The Turkish invasion of Syria and growing protests in Baghdad could drive even more Christians out of the country, believes Jamal Liddawi, a partner of Release International, which provides aid to persecuted Christians.

There has been trouble in Iraq this week as at least three people were shot dead when protesters attacked the Iranian consulate in the Iraqi holy city of Karbala on Sunday night.

The protesters, who demanded that Iran stop interfering in Iraq's internal affairs, climbed the consulate's walls.

Only around 300,000 Christians remain in Iraq from a peak of 1.8 million in the year 2000. They've been driven out by conflict and insecurity. Many more are now anxious to leave, says Liddawi: "Most of the Christians have lost hope. Many of them are applying to leave the country, and if they can, they will."

Jamal Liddawi is working with Release International to support refugees in Erbil, the principal city of Kurdistan, in northern Iraq.

The recent Turkish invasion of neighbouring Syria is threatening to drive a new wave of refugees into the region.

"The Kurdistan government are preparing for between 100,000 and 200,000 refugees," says Jamal. "They're preparing for a big number to come."
______
TO BE DONE: Extend the report on Iraqi Christians and the refugee pressures facing Kurdistan, starting right after its last line.
______
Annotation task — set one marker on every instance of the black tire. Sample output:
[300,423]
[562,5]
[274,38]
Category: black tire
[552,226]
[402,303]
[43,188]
______
WRITTEN RESPONSE:
The Release partner says the Kurdish people in northern Iraq were shocked by the American decision to pull their troops out of Syria, which precipitated the Turkish invasion.

"The Kurds feel betrayed by the US decision to take their troops out of the north. They believe it has given the Turks the right to invade the Kurdish area in Syria. Many people have been killed. This has impacted Kurdistan because even more refugees are now coming into the region. Everybody's confused and shocked by the decision."

The street protests in Baghdad and Karbala, to the south, are deepening that sense of insecurity.
Hundreds have been killed in continuing protests over government corruption, high unemployment and the influence of Iran in the country. As a result, many of Iraq's remaining Christians now want to leave.

Many have already fled to Erbil, where the Kurds have given them safe haven. Some 50,000 others are said to be scattered across the plains of Nineveh, in towns and villages near Mosul, which until recently was occupied by Islamic State.

Many Iraqis have been refugees several times over, driven out by the Gulf War, insurgency and IS fighters. They've had enough, believes Liddawi: "For the last hundred years they have been under attack. They have lost hope. They have lost the desire to rebuild again."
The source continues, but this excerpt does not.